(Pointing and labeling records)
## BEGIN

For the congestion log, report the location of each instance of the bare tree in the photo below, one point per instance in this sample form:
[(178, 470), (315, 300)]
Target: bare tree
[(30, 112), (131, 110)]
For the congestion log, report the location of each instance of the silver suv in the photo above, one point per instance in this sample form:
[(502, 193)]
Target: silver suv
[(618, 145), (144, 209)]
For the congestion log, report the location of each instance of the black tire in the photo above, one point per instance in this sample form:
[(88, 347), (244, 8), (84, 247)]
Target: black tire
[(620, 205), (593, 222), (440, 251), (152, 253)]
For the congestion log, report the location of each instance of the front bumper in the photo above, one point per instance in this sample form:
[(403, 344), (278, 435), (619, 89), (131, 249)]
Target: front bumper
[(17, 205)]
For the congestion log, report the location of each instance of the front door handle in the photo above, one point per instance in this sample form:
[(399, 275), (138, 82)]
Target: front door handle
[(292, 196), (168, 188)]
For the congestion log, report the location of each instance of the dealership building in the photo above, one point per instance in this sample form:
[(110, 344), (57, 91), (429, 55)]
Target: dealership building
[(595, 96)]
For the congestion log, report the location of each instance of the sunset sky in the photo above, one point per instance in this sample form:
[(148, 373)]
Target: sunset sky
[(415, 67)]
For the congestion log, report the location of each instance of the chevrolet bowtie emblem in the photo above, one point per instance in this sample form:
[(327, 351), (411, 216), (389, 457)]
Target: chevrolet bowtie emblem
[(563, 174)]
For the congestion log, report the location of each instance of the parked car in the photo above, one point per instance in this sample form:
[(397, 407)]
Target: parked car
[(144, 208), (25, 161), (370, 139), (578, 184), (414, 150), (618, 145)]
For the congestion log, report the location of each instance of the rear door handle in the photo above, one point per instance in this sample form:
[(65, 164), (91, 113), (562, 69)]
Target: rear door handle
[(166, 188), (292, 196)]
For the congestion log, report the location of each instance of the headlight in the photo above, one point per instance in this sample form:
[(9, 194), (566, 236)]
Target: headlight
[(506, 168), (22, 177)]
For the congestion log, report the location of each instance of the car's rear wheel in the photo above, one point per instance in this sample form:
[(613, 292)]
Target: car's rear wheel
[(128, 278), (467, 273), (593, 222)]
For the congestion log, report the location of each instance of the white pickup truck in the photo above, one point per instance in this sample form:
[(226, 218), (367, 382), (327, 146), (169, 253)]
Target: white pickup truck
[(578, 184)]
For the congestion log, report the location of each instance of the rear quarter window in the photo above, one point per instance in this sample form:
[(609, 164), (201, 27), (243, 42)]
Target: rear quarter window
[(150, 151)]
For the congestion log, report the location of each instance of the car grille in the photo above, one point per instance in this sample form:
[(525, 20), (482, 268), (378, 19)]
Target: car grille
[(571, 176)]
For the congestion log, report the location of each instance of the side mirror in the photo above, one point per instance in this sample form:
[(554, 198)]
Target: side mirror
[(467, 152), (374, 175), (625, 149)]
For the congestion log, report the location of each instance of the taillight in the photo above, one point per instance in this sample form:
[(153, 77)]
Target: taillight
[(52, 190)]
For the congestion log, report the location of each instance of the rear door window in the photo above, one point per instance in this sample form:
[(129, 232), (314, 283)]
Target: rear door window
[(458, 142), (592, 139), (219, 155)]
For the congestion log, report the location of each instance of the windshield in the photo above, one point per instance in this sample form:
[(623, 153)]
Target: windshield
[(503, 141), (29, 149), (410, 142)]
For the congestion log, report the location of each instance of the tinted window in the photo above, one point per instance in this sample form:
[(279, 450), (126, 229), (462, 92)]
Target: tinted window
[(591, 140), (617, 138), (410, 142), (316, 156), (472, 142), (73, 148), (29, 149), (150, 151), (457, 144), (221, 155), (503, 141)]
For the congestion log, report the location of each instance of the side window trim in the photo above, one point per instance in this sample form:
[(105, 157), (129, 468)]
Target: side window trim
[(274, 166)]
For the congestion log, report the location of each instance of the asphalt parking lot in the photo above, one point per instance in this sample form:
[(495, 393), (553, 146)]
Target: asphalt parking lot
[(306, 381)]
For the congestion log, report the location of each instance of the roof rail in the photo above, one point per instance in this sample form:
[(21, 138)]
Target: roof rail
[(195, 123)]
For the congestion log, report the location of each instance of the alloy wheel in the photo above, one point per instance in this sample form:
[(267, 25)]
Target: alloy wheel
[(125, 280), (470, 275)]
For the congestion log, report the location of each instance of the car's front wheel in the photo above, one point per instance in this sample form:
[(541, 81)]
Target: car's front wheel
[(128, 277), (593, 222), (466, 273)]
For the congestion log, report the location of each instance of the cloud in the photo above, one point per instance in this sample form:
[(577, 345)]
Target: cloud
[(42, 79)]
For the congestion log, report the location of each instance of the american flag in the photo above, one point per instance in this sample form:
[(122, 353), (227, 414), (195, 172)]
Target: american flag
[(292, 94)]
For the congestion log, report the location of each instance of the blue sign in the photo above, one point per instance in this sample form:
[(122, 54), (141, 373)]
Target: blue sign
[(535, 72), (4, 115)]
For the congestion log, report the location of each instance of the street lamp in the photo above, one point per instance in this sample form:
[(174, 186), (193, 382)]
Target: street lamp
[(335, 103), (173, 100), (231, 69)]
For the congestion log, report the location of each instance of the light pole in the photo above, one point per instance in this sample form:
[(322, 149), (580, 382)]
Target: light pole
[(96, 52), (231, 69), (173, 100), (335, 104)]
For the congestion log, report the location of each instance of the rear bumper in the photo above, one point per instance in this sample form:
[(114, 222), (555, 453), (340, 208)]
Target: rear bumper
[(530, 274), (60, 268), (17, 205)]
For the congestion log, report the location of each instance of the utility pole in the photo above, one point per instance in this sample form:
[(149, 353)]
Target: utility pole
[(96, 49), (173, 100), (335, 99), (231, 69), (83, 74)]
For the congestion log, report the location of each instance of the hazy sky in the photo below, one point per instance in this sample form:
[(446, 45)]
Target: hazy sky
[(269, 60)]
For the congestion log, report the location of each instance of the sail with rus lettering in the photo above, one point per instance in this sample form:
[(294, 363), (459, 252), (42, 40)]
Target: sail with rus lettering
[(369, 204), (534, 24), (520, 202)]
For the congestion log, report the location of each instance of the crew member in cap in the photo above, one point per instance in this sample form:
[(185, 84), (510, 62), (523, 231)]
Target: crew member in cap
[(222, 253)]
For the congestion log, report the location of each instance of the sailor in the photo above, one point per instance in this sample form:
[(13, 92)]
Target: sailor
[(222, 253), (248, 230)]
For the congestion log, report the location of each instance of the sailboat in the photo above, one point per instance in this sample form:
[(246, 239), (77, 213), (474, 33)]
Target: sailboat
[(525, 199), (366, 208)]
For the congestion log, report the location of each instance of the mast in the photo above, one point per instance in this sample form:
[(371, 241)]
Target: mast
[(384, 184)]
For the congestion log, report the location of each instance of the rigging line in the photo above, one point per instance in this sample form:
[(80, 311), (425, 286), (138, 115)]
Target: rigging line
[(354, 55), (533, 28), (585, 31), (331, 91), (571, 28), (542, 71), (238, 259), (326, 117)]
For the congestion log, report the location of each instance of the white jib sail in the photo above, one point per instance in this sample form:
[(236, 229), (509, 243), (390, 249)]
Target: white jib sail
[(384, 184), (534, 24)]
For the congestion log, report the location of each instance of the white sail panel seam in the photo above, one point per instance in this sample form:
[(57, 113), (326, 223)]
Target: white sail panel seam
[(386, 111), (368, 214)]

## END

Goal: Rewrite everything from the line containing "the rear door handle" down to the line containing "[(506, 168), (22, 177)]", both included and requests included, scaling every coordinate in the answers by 0.25 and rounding to whole numbers with halves rounded up. Leave the requests and their sample coordinates unchanged.

Finished task:
For the congestion log, report the location of each instance of the rear door handle in the photo above, one point per instance in this sample form:
[(65, 164), (91, 113), (562, 69)]
Target: rear door handle
[(42, 47), (73, 49)]
For the congestion log, report the location of each instance of the headlight in the photo above, one point per instance in this sample form:
[(9, 194), (566, 236)]
Target: headlight
[(127, 42), (6, 44)]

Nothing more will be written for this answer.